All of the entries should be restated word for word, but without their pictures.

** INFORMATION SHOWN follows **

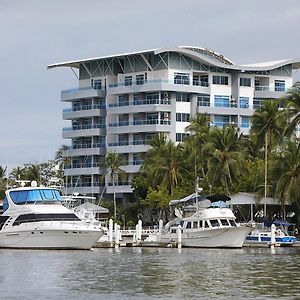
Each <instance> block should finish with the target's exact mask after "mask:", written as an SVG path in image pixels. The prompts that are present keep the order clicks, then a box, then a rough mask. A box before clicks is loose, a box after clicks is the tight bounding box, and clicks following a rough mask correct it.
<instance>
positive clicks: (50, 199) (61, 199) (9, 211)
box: [0, 183, 104, 249]
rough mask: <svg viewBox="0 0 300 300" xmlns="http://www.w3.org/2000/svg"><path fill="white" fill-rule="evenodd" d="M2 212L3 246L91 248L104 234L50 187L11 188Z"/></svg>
mask: <svg viewBox="0 0 300 300" xmlns="http://www.w3.org/2000/svg"><path fill="white" fill-rule="evenodd" d="M5 194H6V196H5V199H4V201H3V214H2V215H1V216H0V248H33V249H91V248H92V247H93V246H94V244H95V243H96V242H97V241H98V240H99V238H100V237H101V236H102V235H103V233H104V232H103V230H102V229H101V228H99V226H94V225H93V224H88V223H86V222H84V221H82V220H81V219H80V218H79V217H78V216H77V215H75V214H74V212H72V211H71V210H69V209H68V208H66V207H65V206H63V205H62V197H61V195H60V193H59V191H58V190H57V189H55V188H51V187H37V185H36V183H35V184H34V183H33V184H32V186H30V187H24V186H23V187H19V188H12V189H9V190H7V191H6V192H5Z"/></svg>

** End of INFORMATION SHOWN **

RESPONSE BELOW:
Each <instance> block should finish with the target's exact mask after "mask:", written as an SVG path in image pixels. The prompts that are present keep the order clicks, then a box, then a rough mask. A box before clicks is loose, a box after clicks is the tight bounding box, and clicks following a rough mask correct it.
<instance>
positive clicks: (50, 199) (61, 199) (9, 211)
box: [0, 183, 104, 249]
rough mask: <svg viewBox="0 0 300 300" xmlns="http://www.w3.org/2000/svg"><path fill="white" fill-rule="evenodd" d="M2 212L3 246L91 248L104 234L50 187L11 188Z"/></svg>
mask: <svg viewBox="0 0 300 300" xmlns="http://www.w3.org/2000/svg"><path fill="white" fill-rule="evenodd" d="M5 194H6V196H5V199H4V201H3V214H2V215H1V216H0V248H33V249H91V248H92V247H93V246H94V244H95V243H96V242H97V241H98V240H99V238H100V237H101V236H102V235H103V233H104V232H103V230H102V229H101V228H99V226H94V225H93V224H88V223H86V222H84V221H82V220H81V219H80V218H79V217H78V216H77V215H75V214H74V212H72V211H71V210H69V209H68V208H66V207H65V206H63V205H62V197H61V195H60V193H59V191H58V190H57V189H55V188H51V187H37V185H36V183H35V184H34V183H33V184H32V186H30V187H24V186H23V187H19V188H12V189H9V190H7V191H6V192H5Z"/></svg>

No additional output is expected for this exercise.